→ **Data in this exercise**:

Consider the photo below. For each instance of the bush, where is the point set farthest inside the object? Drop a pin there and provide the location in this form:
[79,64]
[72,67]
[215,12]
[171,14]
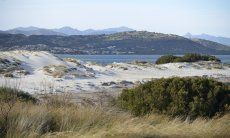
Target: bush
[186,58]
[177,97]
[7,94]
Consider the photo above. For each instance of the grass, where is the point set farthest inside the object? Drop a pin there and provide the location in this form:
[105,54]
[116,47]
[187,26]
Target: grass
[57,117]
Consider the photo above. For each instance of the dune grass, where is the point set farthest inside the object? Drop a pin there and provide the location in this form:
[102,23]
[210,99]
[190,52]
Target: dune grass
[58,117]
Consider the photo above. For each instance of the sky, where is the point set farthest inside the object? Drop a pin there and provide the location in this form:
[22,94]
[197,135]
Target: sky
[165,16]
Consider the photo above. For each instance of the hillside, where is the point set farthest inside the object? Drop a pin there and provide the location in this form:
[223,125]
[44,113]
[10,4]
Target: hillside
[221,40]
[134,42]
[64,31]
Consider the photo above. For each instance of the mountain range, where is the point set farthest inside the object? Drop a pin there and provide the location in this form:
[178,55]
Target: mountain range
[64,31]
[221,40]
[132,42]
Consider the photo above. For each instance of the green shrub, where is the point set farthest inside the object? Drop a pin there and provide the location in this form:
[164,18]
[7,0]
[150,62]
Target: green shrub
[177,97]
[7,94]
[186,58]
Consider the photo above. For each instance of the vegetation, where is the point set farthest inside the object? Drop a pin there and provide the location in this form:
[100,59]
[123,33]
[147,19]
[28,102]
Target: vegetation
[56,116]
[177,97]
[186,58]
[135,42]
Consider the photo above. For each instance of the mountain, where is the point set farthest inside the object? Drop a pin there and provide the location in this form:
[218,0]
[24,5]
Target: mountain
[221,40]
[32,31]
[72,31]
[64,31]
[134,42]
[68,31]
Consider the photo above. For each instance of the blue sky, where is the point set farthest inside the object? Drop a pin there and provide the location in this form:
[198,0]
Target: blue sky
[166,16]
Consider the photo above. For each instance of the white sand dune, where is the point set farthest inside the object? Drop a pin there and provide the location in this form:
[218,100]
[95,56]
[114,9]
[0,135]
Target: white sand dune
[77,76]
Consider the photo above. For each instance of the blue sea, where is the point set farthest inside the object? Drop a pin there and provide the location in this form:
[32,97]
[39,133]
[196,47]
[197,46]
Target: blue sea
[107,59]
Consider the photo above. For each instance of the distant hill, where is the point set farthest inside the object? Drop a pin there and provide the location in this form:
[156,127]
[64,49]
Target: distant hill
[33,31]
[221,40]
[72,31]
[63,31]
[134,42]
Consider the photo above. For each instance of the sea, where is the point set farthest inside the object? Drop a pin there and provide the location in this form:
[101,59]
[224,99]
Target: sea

→ **Task details**: Please repeat all of the entries above word for word, but drop any pictures.

→ **Solution to the problem**:
Consider the photo below. For each instance of the bush, where is the point set farthest inside the object? Drop a pin there and provide the location in this form:
[79,64]
[72,67]
[215,12]
[171,14]
Target: bush
[186,58]
[177,97]
[7,94]
Consider the photo above. For each instance of the grass, where is the point set farthest inside the object? Drop a pin there and provide the location in this form:
[105,54]
[116,47]
[187,26]
Target: grass
[57,117]
Consider the photo above. For each instance of the dune grass, where is the point set farthest inside the object? Drop a pin there and provide the location in this form:
[102,23]
[210,99]
[190,52]
Target: dune grass
[58,117]
Consider the photo above. For each instance of the sky, where is the point set farthest inside the object? Drop a pin there and provide the location in this form:
[22,94]
[197,135]
Target: sky
[165,16]
Consider the photo above. For each instance of the hillside, where is the point set farthest inside the object? Drop a pin there and provide the location in this form:
[223,125]
[44,113]
[10,4]
Target: hillside
[221,40]
[134,42]
[64,31]
Consider the photo above. For each instance of the mountain range, where is the point set farthest inside the object? Drop a pin there and provide the location in this form:
[178,55]
Target: mountain range
[64,31]
[221,40]
[132,42]
Consider the photo above. For each instance of the green shrub, where is the point set farthest inside the object? Drop a pin there and provide the location in this form:
[164,18]
[7,0]
[150,62]
Target: green shrub
[177,97]
[7,94]
[186,58]
Consider the photo above. For each instance of the vegetation, where is the point set farthest inside the object? Drop a pin there and provide the location in this form:
[100,59]
[123,33]
[147,19]
[28,102]
Target: vegetation
[56,116]
[177,97]
[186,58]
[135,42]
Consider the photo above. For each instance of the mountain, where is the point set farthest inside the object? Drop a pin there and provide the location in this form:
[218,0]
[24,5]
Target: mountain
[221,40]
[32,31]
[72,31]
[64,31]
[134,42]
[68,31]
Consider the photo above. For each instance of the blue sky, where is the point set farthest inside the object? Drop a pin there and provide the location in this form:
[198,0]
Target: blue sky
[166,16]
Consider the photo above. For each instance of the white sand dune, where is the point set farthest inside the object? Drop a pin there and provide the location in this form:
[218,100]
[95,56]
[114,9]
[0,135]
Target: white sand dune
[77,76]
Consider the photo above. For each instance of the blue sea, where is the point set farthest inside the object? Drop a pin there and provide the location in this form:
[32,97]
[39,133]
[196,47]
[197,46]
Target: blue sea
[107,59]
Consider the photo above. For each instance of the distant hill, where is the point set farthest inside the object? Drop a pin there and provide the location in this form:
[156,127]
[64,49]
Target: distant hill
[33,31]
[221,40]
[72,31]
[63,31]
[134,42]
Consider the photo above. For each instance of the sea, where is the point set farthest inside the object? Drop a pin there and provide the location in this form:
[101,59]
[224,99]
Target: sea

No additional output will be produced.